### Written problem
Write out each line of the data below as a JSON list of strings, one string per line, with blank lines skipped and the pictures left out.

### Material shown
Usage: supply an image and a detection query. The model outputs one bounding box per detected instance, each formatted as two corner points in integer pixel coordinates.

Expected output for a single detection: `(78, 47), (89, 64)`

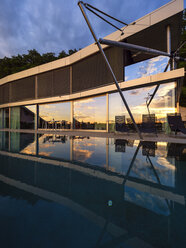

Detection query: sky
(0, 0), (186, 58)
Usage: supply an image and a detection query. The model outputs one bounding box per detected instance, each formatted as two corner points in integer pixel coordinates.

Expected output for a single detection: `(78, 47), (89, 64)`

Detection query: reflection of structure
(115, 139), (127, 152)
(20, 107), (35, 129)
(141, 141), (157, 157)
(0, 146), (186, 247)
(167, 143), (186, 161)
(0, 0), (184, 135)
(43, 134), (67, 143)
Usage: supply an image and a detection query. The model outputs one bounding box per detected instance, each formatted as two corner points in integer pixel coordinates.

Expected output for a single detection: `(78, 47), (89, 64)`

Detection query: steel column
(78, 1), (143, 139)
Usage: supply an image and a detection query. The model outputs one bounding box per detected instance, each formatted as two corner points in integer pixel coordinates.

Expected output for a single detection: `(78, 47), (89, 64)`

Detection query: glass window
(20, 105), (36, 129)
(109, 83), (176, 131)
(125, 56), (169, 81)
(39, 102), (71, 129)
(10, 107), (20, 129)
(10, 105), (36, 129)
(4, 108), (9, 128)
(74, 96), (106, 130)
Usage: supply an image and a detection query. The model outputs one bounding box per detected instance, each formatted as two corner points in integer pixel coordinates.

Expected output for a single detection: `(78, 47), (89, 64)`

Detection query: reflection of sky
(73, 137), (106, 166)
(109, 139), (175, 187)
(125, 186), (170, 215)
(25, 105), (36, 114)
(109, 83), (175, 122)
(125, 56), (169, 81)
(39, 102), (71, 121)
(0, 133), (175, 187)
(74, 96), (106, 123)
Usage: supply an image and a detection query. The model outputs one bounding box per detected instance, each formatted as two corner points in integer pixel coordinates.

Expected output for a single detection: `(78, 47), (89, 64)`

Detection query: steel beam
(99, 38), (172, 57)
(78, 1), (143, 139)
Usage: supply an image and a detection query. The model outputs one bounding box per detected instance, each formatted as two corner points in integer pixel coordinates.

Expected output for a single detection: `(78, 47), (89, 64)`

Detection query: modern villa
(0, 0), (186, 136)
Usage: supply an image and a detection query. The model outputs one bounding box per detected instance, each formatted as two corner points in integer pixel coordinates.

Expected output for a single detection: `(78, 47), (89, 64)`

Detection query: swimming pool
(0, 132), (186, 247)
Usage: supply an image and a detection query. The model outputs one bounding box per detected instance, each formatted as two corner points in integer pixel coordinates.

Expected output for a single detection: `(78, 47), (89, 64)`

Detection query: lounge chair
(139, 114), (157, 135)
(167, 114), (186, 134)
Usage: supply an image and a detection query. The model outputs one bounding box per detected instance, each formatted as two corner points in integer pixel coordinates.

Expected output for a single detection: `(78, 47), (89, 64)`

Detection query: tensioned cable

### Answer to the exercise
[
  "Usage: supply an image and a detection query. The model outputs one bounding box per detected instance, each formatted as two corner points in integer pixel coordinates.",
  "Expected output for a single detection: `(78, 47), (89, 64)`",
  "Detection query: sky",
  "(0, 0), (186, 58)",
  "Usage: supply an image and a detection query. The model outputs one bounding box per detected instance, each formatted as two corner points in integer pixel coordinates.",
  "Expected output for a single detection: `(78, 47), (89, 64)`",
  "Detection query: reflection of structure",
  "(115, 139), (127, 152)",
  "(20, 107), (35, 129)",
  "(141, 141), (157, 157)",
  "(0, 146), (186, 247)",
  "(167, 143), (186, 161)",
  "(0, 0), (184, 135)",
  "(43, 134), (67, 143)",
  "Usage: supply an image and a detection query. The model outputs one bounding box per detected instance, each formatted as two corner points in integer pixel coordinates.",
  "Expected output for a single detection: `(78, 47), (89, 64)`",
  "Detection query: steel column",
  "(78, 1), (143, 139)",
  "Usage: supply an image and a detection query. The model outputs one bounding box per detected instance, each formatted as two corner points in integer pixel coordinates.",
  "Expected output for a single detection: `(78, 47), (89, 64)`",
  "Detection query: glass window",
  "(20, 105), (36, 129)",
  "(109, 83), (176, 131)",
  "(125, 56), (169, 81)",
  "(39, 102), (71, 129)",
  "(10, 107), (20, 129)",
  "(10, 105), (36, 129)",
  "(4, 108), (9, 128)",
  "(74, 96), (106, 130)",
  "Usage: supply an image and a detection query. The model outputs one bounding box per detected instance, each formatted as two corner points in integer pixel coordinates.",
  "Expected output for a single detection: `(78, 47), (89, 64)`",
  "Detection query: reflection of sky",
  "(73, 137), (106, 166)",
  "(109, 139), (175, 187)",
  "(125, 186), (170, 215)",
  "(25, 105), (36, 114)",
  "(109, 83), (175, 122)",
  "(125, 56), (169, 81)",
  "(39, 102), (71, 121)",
  "(0, 133), (175, 187)",
  "(74, 96), (106, 123)",
  "Usage: supply an image and a detection query. The model outputs one bounding box per detected instance, each formatted as two corner points in integer pixel coordinates.",
  "Expected output for a single detection: `(78, 47), (89, 64)`",
  "Detection query: steel beam",
  "(99, 38), (172, 57)",
  "(78, 1), (143, 139)",
  "Usage: supply an image and a detection query. The model outputs one bounding box per detected instance, each formatted as two corner points in integer pixel coordinates.",
  "Expected output for a single detection: `(78, 47), (89, 64)`",
  "Detection query: modern villa",
  "(0, 0), (186, 136)",
  "Usage: supply an image and a detection query. The model outputs one bounding box per detected instance, each formatted as two corner points in integer pixel coordinates.",
  "Expected output for a single detection: `(78, 47), (89, 64)`",
  "Detection query: swimming pool",
  "(0, 132), (186, 247)",
  "Usage: supply an image and a detection query. The model outputs one bounding box per detected instance, each formatted as two corner points in integer pixel coordinates.",
  "Expected output for a single detection: `(78, 47), (89, 64)`",
  "Detection query: lounge chair",
  "(139, 114), (157, 135)",
  "(167, 114), (186, 134)",
  "Usage: supply an image and a detection query. The model outputs one bounding box per detected instance, each formatted as two corner points in integer pixel coordinates.",
  "Expected output for a single detection: `(78, 47), (89, 64)`",
  "Detection query: tensioned cable"
]